Format the listing below as a JSON array of strings, with one string per line and blank lines omitted.

══════════════════════════════

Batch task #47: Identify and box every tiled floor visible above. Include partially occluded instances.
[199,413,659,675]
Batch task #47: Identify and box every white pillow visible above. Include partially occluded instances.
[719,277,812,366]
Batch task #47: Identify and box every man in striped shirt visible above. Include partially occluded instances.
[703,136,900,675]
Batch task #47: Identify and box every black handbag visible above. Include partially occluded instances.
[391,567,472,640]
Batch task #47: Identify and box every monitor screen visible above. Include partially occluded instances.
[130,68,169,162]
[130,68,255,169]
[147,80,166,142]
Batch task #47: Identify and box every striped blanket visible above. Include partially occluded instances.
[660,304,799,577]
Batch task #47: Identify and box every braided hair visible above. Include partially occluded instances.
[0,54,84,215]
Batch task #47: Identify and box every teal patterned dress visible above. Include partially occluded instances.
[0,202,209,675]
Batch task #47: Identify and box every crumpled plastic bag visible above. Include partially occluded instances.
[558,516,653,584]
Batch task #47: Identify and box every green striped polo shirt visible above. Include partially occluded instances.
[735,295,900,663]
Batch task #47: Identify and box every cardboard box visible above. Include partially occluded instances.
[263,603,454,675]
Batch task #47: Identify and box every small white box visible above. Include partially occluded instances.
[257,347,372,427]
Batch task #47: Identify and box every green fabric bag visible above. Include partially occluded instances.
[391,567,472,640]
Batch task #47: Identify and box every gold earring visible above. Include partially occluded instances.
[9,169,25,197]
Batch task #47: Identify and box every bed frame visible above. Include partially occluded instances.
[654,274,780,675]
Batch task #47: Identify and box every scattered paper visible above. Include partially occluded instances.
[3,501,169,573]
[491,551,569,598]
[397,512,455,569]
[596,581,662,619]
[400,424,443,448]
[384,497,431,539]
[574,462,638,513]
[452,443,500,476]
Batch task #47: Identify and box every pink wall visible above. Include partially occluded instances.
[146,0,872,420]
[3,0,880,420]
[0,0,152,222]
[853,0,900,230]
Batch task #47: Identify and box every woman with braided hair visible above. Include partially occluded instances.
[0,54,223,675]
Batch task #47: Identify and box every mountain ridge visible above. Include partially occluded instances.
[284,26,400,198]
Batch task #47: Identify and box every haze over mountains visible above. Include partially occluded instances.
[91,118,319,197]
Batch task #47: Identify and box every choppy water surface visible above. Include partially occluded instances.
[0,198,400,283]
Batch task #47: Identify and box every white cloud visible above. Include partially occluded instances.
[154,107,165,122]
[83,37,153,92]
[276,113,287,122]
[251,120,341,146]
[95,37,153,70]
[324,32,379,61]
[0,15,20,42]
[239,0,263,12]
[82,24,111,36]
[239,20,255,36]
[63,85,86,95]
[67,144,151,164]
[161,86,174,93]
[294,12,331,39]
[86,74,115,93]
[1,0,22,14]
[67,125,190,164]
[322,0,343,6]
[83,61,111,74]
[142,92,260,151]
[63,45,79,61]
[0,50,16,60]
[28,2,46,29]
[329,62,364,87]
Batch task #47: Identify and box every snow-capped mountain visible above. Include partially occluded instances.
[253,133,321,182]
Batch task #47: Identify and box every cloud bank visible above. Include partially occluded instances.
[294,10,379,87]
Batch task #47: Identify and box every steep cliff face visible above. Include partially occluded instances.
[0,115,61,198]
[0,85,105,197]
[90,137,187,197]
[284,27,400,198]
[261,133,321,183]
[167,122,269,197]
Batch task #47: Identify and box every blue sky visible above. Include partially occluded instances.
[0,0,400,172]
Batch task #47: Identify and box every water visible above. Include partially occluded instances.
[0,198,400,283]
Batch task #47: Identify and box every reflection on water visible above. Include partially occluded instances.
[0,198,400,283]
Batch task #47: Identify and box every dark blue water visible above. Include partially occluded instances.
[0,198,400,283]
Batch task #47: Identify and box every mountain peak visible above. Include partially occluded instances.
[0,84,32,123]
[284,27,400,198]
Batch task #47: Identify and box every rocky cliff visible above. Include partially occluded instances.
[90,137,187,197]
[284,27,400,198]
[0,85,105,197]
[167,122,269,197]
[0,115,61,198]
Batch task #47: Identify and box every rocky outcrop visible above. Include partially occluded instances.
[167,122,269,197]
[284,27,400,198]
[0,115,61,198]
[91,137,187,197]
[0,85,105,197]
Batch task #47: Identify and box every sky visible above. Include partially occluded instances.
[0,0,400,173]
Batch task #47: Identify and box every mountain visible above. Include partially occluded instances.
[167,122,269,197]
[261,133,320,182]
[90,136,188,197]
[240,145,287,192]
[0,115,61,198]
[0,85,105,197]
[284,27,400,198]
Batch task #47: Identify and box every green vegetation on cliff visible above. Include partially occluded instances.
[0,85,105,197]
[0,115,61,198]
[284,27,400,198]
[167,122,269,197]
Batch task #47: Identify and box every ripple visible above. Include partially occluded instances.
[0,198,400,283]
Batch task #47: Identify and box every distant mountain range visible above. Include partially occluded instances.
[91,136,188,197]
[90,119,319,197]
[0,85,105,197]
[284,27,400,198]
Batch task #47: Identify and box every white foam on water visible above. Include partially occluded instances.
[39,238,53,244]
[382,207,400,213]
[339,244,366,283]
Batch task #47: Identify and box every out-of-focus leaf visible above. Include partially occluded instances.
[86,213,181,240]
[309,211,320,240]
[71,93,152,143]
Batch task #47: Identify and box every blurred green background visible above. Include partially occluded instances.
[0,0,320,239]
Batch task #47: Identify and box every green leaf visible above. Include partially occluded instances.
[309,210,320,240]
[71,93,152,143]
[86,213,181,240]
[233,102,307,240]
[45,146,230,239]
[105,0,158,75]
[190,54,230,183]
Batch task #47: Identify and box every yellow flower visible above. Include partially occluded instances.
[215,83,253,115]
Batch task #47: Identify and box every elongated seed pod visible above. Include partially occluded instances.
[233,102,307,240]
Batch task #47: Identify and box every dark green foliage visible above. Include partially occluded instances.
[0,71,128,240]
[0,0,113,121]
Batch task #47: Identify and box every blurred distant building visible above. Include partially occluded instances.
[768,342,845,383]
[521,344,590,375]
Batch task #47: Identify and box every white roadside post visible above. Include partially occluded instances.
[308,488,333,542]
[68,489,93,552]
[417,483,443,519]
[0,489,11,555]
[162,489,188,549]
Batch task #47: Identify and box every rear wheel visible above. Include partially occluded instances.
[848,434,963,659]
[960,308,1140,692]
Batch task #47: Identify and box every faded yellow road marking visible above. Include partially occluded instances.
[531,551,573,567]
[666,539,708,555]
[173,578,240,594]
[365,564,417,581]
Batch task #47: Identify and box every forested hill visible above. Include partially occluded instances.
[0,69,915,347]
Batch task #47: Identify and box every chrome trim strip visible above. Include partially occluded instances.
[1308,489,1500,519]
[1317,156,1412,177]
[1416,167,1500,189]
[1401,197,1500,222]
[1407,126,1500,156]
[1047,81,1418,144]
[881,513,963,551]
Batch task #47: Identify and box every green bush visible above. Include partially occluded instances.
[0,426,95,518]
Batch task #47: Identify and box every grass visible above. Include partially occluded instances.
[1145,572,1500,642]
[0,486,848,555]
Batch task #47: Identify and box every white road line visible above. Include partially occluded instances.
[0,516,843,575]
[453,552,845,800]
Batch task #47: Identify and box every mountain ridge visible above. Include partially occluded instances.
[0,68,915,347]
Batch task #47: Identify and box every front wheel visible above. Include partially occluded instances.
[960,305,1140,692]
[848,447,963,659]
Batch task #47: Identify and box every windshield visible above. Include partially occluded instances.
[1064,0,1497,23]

══════════════════════════════

### RESPONSE FOR THIS EXERCISE
[
  "Batch task #47: Identify and box every tiled floor visible above. Include partially occluded instances.",
  "[199,413,659,675]",
  "Batch task #47: Identify and box every white pillow visible above. Include partially occluded instances.",
  "[719,277,812,366]",
  "Batch task #47: Identify and box every man in striped shirt visible above. Include partially occluded instances.",
  "[703,136,900,675]",
  "Batch task #47: Identify and box every black handbag visible above. Include partially occluded instances.",
  "[391,567,472,640]",
  "Batch task #47: Identify and box every monitor screen visible above. Include partially occluded instances.",
  "[130,68,169,162]",
  "[130,68,255,169]",
  "[147,80,166,142]",
  "Batch task #47: Identify and box every striped blanket visible above. Include partially occluded instances.",
  "[660,304,799,577]",
  "Batch task #47: Identify and box every braided hair visible above. Include partially occluded instances.",
  "[0,54,84,215]",
  "Batch task #47: Identify and box every teal patterned dress visible above. Include partially occluded instances.",
  "[0,202,209,675]",
  "Batch task #47: Identify and box every crumpled plastic bag visible above. Include partially occluded instances.",
  "[558,516,653,584]",
  "Batch task #47: Identify and box every green striped polo shirt visible above. Include partially occluded instances.",
  "[735,295,900,663]",
  "Batch task #47: Identify and box every cardboard box visible above. Include partially occluded instances.",
  "[263,603,454,675]",
  "Batch task #47: Identify and box every small white box visible above. Include partially occluded instances.",
  "[257,347,372,427]",
  "Batch task #47: Identify and box every green fabric bag visible above. Include partially occluded instances.",
  "[391,567,472,640]",
  "Batch task #47: Identify and box every gold earring visible above. Include partially occluded instances.",
  "[9,169,25,197]",
  "Batch task #47: Identify and box every bed frame visible above. Include partially occluded instances.",
  "[654,274,780,675]",
  "Batch task #47: Identify and box every scattered paper visible above. Include partially occluded instances.",
  "[3,501,169,573]",
  "[491,551,569,598]",
  "[397,512,455,569]",
  "[596,581,662,619]",
  "[400,424,443,448]",
  "[384,497,431,539]",
  "[574,462,638,513]",
  "[452,443,500,476]",
  "Batch task #47: Identify and box every pink wall visible above. Include partially occluded instances.",
  "[146,0,872,420]",
  "[3,0,880,420]",
  "[0,0,152,222]",
  "[853,0,900,230]",
  "Batch task #47: Identify and box every woman with braided hair visible above. Include partially occluded instances.",
  "[0,54,223,675]",
  "Batch task #47: Identify and box every mountain ridge visible above. Include partially occluded instances.",
  "[284,26,400,198]",
  "Batch task #47: Identify and box every haze over mountains visible above. Include partially occluded instances.",
  "[91,118,319,197]",
  "Batch task #47: Identify and box every choppy water surface visible above. Include partially occluded instances.",
  "[0,198,400,283]",
  "Batch task #47: Identify and box every white cloud visible above. Include partially occluded instances.",
  "[154,107,165,122]",
  "[83,37,153,92]",
  "[276,113,287,122]",
  "[251,120,341,146]",
  "[95,37,153,70]",
  "[324,32,379,61]",
  "[0,15,20,42]",
  "[239,0,263,12]",
  "[82,24,111,36]",
  "[239,20,255,36]",
  "[63,85,86,95]",
  "[67,144,151,164]",
  "[161,86,174,93]",
  "[294,12,331,39]",
  "[86,74,115,93]",
  "[1,0,22,14]",
  "[67,125,190,164]",
  "[322,0,343,6]",
  "[83,61,111,74]",
  "[142,92,260,151]",
  "[63,45,79,61]",
  "[0,50,16,60]",
  "[28,2,46,29]",
  "[329,62,364,87]",
  "Batch task #47: Identify and box every snow-capped mountain visible above. Include partially occluded instances.",
  "[253,133,321,182]",
  "Batch task #47: Identify and box every cloud bank visible above. Include partially occluded instances.",
  "[294,10,379,87]",
  "Batch task #47: Identify and box every steep cliff face visible above. Include partially occluded instances.",
  "[0,115,61,198]",
  "[0,85,105,197]",
  "[90,137,187,197]",
  "[284,27,400,198]",
  "[261,133,321,183]",
  "[167,122,269,197]",
  "Batch task #47: Identify and box every blue sky visible above. Include partially occluded instances.",
  "[0,0,400,172]",
  "Batch task #47: Identify and box every water visible above. Include partially occluded instances.",
  "[0,198,400,283]",
  "Batch task #47: Identify and box every reflection on water visible above. Include partially occluded instances.",
  "[0,198,400,283]",
  "Batch task #47: Identify and box every dark blue water visible above. Include partially occluded instances.",
  "[0,198,400,283]",
  "Batch task #47: Identify and box every mountain peak visible above. Include partially occluded instances.",
  "[0,84,32,123]",
  "[284,27,400,198]",
  "Batch task #47: Identify and box every rocky cliff visible above. Include partially occluded instances.",
  "[90,137,187,197]",
  "[284,27,400,198]",
  "[0,85,105,197]",
  "[167,122,269,197]",
  "[0,115,61,198]",
  "Batch task #47: Identify and box every rocky outcrop visible above. Include partially occluded instances.",
  "[167,122,269,197]",
  "[284,27,400,198]",
  "[0,115,61,198]",
  "[91,137,187,197]",
  "[0,85,105,197]",
  "Batch task #47: Identify and box every sky visible above. Include partially occluded instances.",
  "[0,0,400,173]",
  "Batch task #47: Identify and box every mountain visible above. Include partially occluded instances.",
  "[167,122,269,197]",
  "[261,133,320,182]",
  "[90,136,188,197]",
  "[240,145,287,192]",
  "[0,115,61,198]",
  "[0,85,105,197]",
  "[284,27,400,198]",
  "Batch task #47: Identify and box every green vegetation on cliff visible above. Include partially occluded instances.",
  "[0,85,105,197]",
  "[0,115,61,198]",
  "[284,27,400,198]",
  "[167,122,269,197]",
  "Batch task #47: Identify and box every ripple visible above. Include partially occluded instances.",
  "[0,198,400,283]",
  "Batch task #47: Identify and box every distant mountain range visible above. Include partially occluded instances.",
  "[91,136,188,197]",
  "[90,119,319,197]",
  "[0,85,105,197]",
  "[284,27,400,198]",
  "Batch task #47: Identify and box every white foam on water visible above. Include partially occluded instances.",
  "[39,238,53,244]",
  "[382,207,400,213]",
  "[339,244,366,283]",
  "Batch task #47: Identify and box every out-of-focus leaf visible above. Include partially occluded instances.",
  "[86,213,181,240]",
  "[309,211,320,240]",
  "[71,93,152,143]",
  "Batch task #47: Identify and box every blurred green background visible above. Include partially occluded instances.",
  "[0,0,320,239]",
  "Batch task #47: Identify and box every green leaf visible above. Include partially occluded instances.",
  "[309,210,320,240]",
  "[71,93,152,143]",
  "[86,213,181,240]",
  "[233,102,307,240]",
  "[45,146,230,239]",
  "[105,0,158,75]",
  "[190,54,230,183]",
  "Batch task #47: Identify and box every yellow flower visible above. Include partially occluded instances.",
  "[215,83,253,115]",
  "Batch task #47: Identify and box every elongated seed pod visible above. Include partially occluded instances.",
  "[233,102,307,240]",
  "Batch task #47: Identify and box every dark green foliage visible above. Include partially occluded instances.",
  "[0,71,128,240]",
  "[0,0,113,121]",
  "Batch task #47: Identify and box every blurred distant building visible above. Include partially occluded instances.",
  "[768,342,845,383]",
  "[521,344,590,375]",
  "Batch task #47: Identify and box every white roadside post visible above. Include partially occluded instances.",
  "[308,488,333,542]",
  "[68,489,93,552]",
  "[417,483,443,519]",
  "[0,489,11,555]",
  "[162,489,188,549]",
  "Batch task #47: Identify and box every rear wheel visible above. Include partially occluded instances.",
  "[848,434,963,659]",
  "[960,308,1140,692]",
  "Batch task #47: Identify and box every faded yellow road marking visible above. Include partially occluded instances.",
  "[531,551,573,567]",
  "[666,539,708,555]",
  "[173,578,240,594]",
  "[365,564,417,581]",
  "Batch task #47: Identify and box every forested hill visible above. Include partially occluded instances.",
  "[0,69,915,347]",
  "Batch task #47: Identify and box every chrome trim strip visible above. Include partially occluded instances.",
  "[1308,489,1500,519]",
  "[1317,156,1412,177]",
  "[1416,167,1500,189]",
  "[1401,197,1500,222]",
  "[1407,126,1500,156]",
  "[1047,81,1418,144]",
  "[881,513,963,551]",
  "Batch task #47: Identify and box every green bush visible above. Include partially occluded instances.",
  "[0,426,95,518]",
  "Batch task #47: Identify and box every grass visible above. Include partially occluded instances.",
  "[1145,572,1500,642]",
  "[0,486,848,555]",
  "Batch task #47: Identify and box every white road line visible above. Include partially occluded instances.",
  "[0,516,843,575]",
  "[453,552,845,800]",
  "Batch task #47: Identify and box every mountain ridge visible above. Include partially occluded instances.",
  "[0,68,915,347]",
  "Batch task #47: Identify and box every front wheel visible above. Include partially occluded instances.",
  "[960,305,1140,692]",
  "[848,447,963,659]",
  "Batch task #47: Identify and box every windshield visible above. Include partially occluded instances.",
  "[1064,0,1497,23]"
]